-- ページ --
——

説明

反応性ポリウレタン組成物を調製するための方法

反応性ポリウレタン組成物を調製するための方法であって、
第1工程段階において、ポリマーまたはポリマー混合物のイソシアネート反応性末端基に対してポリイソシアネートのイソシアネート基の1モル不足で500未満の分子量を有するポリイソシアネートと反応させることによって、直鎖状分子の画分を少なくとも90重量%、好ましくは少なくとも95重量%、より好ましくは少なくとも99重量%含むイソシアネート反応性ポリマーまたはイソシアネート反応性ポリマー混合物から、モノマー非含有熱可塑性ポリウレタンを調製し、
第2工程段階において、該モノマー非含有熱可塑性ポリウレタンを、熱可塑性ポリウレタンのイソシアネート反応性末端基とプレポリマーのイソシアネート基とのモル比1:1.1〜1:5で、低モノマー含有量のイソシアネート末端プレポリマーと反応させて、イソシアネート反応性ポリウレタン組成物を得る方法が提案される。

【発明の詳細な説明】
【技術分野】
【0001】
本発明は、反応性ポリウレタン組成物を調製するための方法に関し、それに従って調製された反応性ポリウレタン組成物および使用に関する。
【背景技術】
【0002】
大気中の水分を介して硬化される反応性ポリウレタン組成物は、適用の新しい分野、特に、接着剤および被覆材の分野を常に切り拓いている。ポリウレタンをベースとする反応性ホットメルト接着剤は、特に、特性の著明な特色を示す。適用温度において、それらのほとんどは、低粘度の液体であり、冷却すると、急速な物理的崩壊を起こし、その結果として、非常に高い初期強度を達成することが可能であり、従って、高い適用速度を達成することが可能である。
【0003】
物理的硬化に続いてイソシアネート基による化学的架橋が生じ、それが、反応性ポリウレタン接着剤の最終的な強度を保証する。しかしながら、特性の著明な特色とは別に、モノマーのイソシアネート残基を含む反応性1成分ポリウレタン組成物は、職業衛生学的に欠点を有する。これらは、危険性物質であり、従ってこれらのポリウレタン組成物は、その量が、組成物の総重量に基づいて0.1重量%より多いとき、有害物質として標識しなければならない。
【0004】
従って、さまざまな方法が、残留するモノマーのジイソシアネート含有量が低く義務的な標識要求に制約されないポリウレタン組成物を提供するために開発されている。
【0005】
DE−A10225982は、少なくとも1つのイソシアネート反応性ポリマーと少なくとも1つのイソシアネート末端プレポリマーとを、そのイソシアネート反応性ポリマーの過剰量で反応させることによって、ジイソシアネートモノマー画分が少ないポリウレタン組成物を調製するための方法を記載している。この組成物は、実質的にジイソシアネートモノマーを含まない。生じるポリウレタン組成物は、0.1重量%未満のモノマーのジイソシアネートを含み、従って、義務的な標識要求に制約されない。しかしながら、市販されている脱単量体化されたプレポリマーは、一般にプレポリマーの総重量に基づいて10重量%未満の反応性イソシアネート基含有量を有する。結果的に、大量のこれらのプレポリマーが、水分反応性ホットメルト接着剤を生成するために必要である。しかしながら、プレポリマーは、室温で液体であるので、それらを使用して生成されたホットメルト接着剤は、低いモノマー含有量を伴わない種類よりも初期強度が低い。

——

-- データ抜粋 --
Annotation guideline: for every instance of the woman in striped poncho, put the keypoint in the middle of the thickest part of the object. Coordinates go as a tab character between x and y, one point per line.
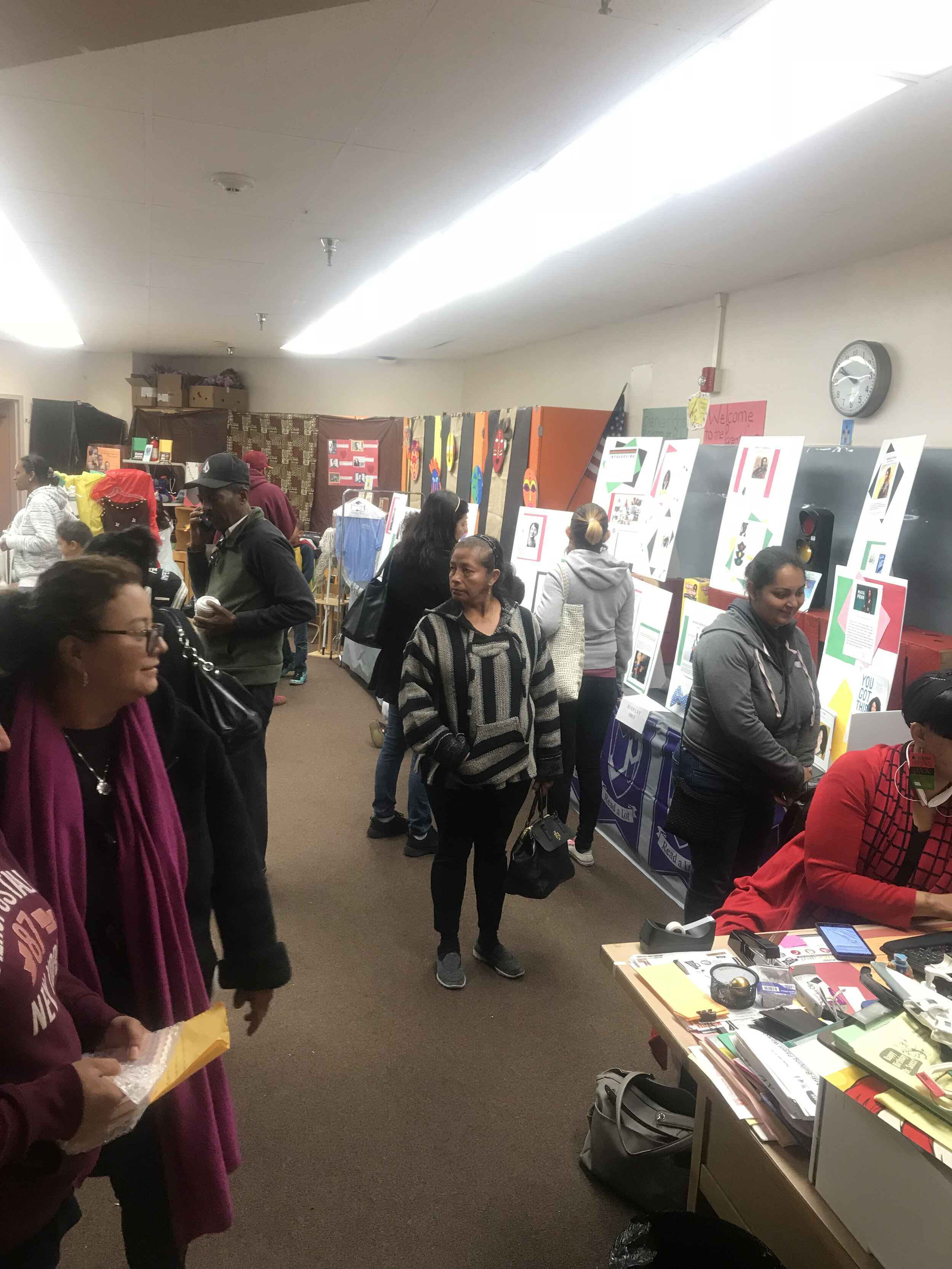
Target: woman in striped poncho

——

-- 問題 --
反応性ポリウレタン組成物の調製方法を扱う文章から、「反応性ポリウレタン組成物を調製するための方法であって、」から「を達成することが可能である。」までの部分をそのまま書き写してください。

-- 解答全文 --
反応性ポリウレタン組成物を調製するための方法であって、
第1工程段階において、ポリマーまたはポリマー混合物のイソシアネート反応性末端基に対してポリイソシアネートのイソシアネート基の1モル不足で500未満の分子量を有するポリイソシアネートと反応させることによって、直鎖状分子の画分を少なくとも90重量%、好ましくは少なくとも95重量%、より好ましくは少なくとも99重量%含むイソシアネート反応性ポリマーまたはイソシアネート反応性ポリマー混合物から、モノマー非含有熱可塑性ポリウレタンを調製し、
第2工程段階において、該モノマー非含有熱可塑性ポリウレタンを、熱可塑性ポリウレタンのイソシアネート反応性末端基とプレポリマーのイソシアネート基とのモル比1:1.1〜1:5で、低モノマー含有量のイソシアネート末端プレポリマーと反応させて、イソシアネート反応性ポリウレタン組成物を得る方法が提案される。

【発明の詳細な説明】
【技術分野】
【0001】
本発明は、反応性ポリウレタン組成物を調製するための方法に関し、それに従って調製された反応性ポリウレタン組成物および使用に関する。
【背景技術】
【0002】
大気中の水分を介して硬化される反応性ポリウレタン組成物は、適用の新しい分野、特に、接着剤および被覆材の分野を常に切り拓いている。ポリウレタンをベースとする反応性ホットメルト接着剤は、特に、特性の著明な特色を示す。適用温度において、それらのほとんどは、低粘度の液体であり、冷却すると、急速な物理的崩壊を起こし、その結果として、非常に高い初期強度を達成することが可能であり、従って、高い適用速度を達成することが可能である。